- Texto dado -
........

El asesinato de Charles Kirk, activista, autor y personalidad mediática estadounidense, aliado cercano del presidente Donald Trump en la promoción de causas conservadoras como la oposición al control de armas, al aborto, a los derechos LGBTQ+ y a la Ley de Derechos Civiles, es una confirmación del establecimiento de un clima político en Estados Unidos en el que el discurso de odio está cada vez más normalizado, con consecuencias trágicas.
La polarización política y la retórica antiinmigrante tienen bastante que ver con esta precarización del civismo en esa nación, lo cual no es solo una percepción, tal como se refleja en el aumento en las estadísticas de crímenes de odio y en la mayor infiltración de narrativas racistas, anti-LGBTQ+ y xenófobas en el discurso público.
Aunque hay esfuerzos por parte de organizaciones y comunidades para contrarrestar el odio mediante la promoción de derechos humanos y el diálogo inclusivo, los indicios de un ambiente de hostilidad creciente hacia ciertos grupos, exacerbado por la retórica política, la desigualdad y la polarización, son potentes.
En los Estados Unidos de América, alrededor de esta realidad se desarrolla un intenso debate: ¿Qué debe hacer un Estado democrático ante tales conductas? ¿Debe permitirlas, haciendo prevalecer la libertad de expresión frente a otros valores o sentimientos colectivos? ¿O debe prohibirlas, limitando así la libertad de expresión ante discursos hostiles, discriminatorios o vejatorios para un grupo?
Kirk fue un ejemplo de esa paradoja: un defensor ferviente de la libertad de expresión como pilar fundamental de la democracia, promotor de debates abiertos porque creía que las ideas conservadoras debían tener espacio precisamente en aquellos entornos dominados por la perspectiva liberal, y veía la libre expresión como una herramienta para desafiar lo que consideraba “adoctrinamiento progresista”. Pero, a pesar de su defensa de la libre expresión, expuso y solicitó silenciar a profesores con opiniones progresistas, lo que algunos consideraron una forma de censura o intimidación.

........

- Datos extraídos de una colección -
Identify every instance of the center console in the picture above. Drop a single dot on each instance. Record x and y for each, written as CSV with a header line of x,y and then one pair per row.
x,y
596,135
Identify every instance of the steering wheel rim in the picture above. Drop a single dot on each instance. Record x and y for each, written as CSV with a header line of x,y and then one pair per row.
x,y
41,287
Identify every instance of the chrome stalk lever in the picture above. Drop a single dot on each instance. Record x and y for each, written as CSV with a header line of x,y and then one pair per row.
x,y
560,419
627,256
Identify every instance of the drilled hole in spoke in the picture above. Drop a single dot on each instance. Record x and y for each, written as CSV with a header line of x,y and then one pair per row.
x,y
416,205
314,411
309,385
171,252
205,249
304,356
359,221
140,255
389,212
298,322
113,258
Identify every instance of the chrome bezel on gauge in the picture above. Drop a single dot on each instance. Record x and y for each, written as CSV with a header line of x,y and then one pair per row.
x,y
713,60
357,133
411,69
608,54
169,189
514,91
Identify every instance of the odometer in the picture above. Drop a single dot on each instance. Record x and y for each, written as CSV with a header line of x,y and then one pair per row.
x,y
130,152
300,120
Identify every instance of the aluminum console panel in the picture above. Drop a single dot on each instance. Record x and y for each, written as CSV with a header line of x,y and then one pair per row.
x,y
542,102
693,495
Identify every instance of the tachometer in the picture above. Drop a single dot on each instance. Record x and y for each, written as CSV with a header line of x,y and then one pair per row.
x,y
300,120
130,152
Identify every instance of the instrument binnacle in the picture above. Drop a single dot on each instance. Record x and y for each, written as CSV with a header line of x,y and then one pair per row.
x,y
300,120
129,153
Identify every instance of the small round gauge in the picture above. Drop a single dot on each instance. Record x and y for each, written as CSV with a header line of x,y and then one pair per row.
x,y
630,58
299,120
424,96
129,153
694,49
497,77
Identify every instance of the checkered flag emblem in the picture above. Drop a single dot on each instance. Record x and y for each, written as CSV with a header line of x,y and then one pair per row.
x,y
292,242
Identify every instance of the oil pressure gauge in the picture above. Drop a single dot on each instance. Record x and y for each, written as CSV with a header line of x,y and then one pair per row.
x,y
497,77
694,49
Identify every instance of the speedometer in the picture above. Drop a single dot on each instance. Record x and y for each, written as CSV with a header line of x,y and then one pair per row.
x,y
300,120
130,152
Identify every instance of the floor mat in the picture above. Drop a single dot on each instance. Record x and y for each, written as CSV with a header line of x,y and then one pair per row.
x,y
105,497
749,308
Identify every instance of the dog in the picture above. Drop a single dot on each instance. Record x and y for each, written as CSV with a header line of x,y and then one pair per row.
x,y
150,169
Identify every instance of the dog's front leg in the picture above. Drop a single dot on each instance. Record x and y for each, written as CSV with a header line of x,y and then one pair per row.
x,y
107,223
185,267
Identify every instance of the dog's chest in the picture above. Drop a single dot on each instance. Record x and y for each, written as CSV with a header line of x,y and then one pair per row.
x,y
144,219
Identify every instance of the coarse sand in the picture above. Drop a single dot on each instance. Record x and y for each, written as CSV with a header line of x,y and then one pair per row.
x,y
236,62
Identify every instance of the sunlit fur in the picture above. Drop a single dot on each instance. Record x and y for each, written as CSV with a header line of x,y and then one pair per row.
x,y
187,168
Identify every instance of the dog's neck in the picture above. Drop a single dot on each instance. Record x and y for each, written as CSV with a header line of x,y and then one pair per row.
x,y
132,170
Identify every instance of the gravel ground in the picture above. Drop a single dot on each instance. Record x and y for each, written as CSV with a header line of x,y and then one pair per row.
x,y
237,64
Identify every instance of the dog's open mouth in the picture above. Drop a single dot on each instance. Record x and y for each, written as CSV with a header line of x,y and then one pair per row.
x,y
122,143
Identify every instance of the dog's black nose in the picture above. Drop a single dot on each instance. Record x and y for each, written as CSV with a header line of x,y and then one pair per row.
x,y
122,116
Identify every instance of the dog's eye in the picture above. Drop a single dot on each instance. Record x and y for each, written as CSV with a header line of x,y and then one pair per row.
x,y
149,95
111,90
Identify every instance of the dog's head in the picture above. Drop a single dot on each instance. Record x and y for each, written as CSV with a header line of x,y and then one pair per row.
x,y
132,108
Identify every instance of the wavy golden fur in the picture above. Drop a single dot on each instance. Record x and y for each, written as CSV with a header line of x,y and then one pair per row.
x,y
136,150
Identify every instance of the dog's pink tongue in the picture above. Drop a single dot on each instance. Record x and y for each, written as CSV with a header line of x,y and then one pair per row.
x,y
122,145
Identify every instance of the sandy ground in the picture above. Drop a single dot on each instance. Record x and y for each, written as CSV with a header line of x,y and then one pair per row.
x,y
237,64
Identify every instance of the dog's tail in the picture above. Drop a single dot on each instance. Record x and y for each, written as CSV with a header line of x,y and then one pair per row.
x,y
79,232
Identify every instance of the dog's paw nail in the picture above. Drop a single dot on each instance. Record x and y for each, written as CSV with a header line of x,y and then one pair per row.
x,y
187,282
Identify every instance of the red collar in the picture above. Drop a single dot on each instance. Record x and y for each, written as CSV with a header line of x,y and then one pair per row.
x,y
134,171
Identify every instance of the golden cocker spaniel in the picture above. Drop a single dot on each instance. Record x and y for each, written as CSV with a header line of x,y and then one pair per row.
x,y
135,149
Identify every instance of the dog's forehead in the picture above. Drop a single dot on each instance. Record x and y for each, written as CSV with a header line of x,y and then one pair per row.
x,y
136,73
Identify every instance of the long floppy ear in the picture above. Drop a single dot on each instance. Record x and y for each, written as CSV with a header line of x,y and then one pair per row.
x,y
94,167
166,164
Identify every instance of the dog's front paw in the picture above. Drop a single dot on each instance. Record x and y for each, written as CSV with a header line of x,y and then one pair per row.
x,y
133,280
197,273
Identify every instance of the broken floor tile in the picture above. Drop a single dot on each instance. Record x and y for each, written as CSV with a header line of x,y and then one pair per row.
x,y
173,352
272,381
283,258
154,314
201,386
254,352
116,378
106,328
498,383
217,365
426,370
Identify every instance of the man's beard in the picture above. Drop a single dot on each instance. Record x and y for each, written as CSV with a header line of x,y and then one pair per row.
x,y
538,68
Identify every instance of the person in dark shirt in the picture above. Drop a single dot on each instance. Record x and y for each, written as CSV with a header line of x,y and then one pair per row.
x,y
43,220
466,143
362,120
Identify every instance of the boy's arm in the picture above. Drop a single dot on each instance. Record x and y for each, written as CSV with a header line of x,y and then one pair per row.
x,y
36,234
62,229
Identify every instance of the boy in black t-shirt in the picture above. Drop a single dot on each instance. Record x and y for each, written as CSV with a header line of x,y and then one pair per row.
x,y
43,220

........

- Consigna 1 -
Según el texto sobre el asesinato de Charles Kirk, ¿a quiénes expuso Kirk y pidió silenciar?
- Consigna 2 -
Escribe la continuación del texto sobre el asesinato de Charles Kirk a partir de su última oración.

- Respuesta 1 -
A profesores con opiniones progresistas.

- Respuesta 2 -
Los defensores de la regulación de la libertad de expresión invocan argumentos muy convincentes. Frecuentemente se señala que el discurso de odio lleva a la construcción de imágenes de las minorías en la opinión pública que pueden ser peligrosas, por ejemplo, la reciente criminalización de los inmigrantes de ciertas naciones centroamericanas; la regulación es un camino consistente para abandonar malas prácticas y dejar por sentado ante el cuerpo social que las víctimas del discurso de odio deben considerarse como víctimas, como cualquier otra persona que haya sido objeto de un delito.
Pero, por otro lado, en un país con una tradición democrática de tan viejo cuño y sembrada en sus instituciones como la estadounidense, tampoco se puede alegar que el discurso de odio no está incluido en la amplia sombrilla de la libertad de expresión. Es cierto que esta no es un derecho absoluto, que admite regulaciones y restricciones, pero en el espíritu constitucionalista de esa nación, cualquier limitación a la libertad de expresión es inusual y grave y, en caso de duda, debe preferirse la libertad por sobre la limitación.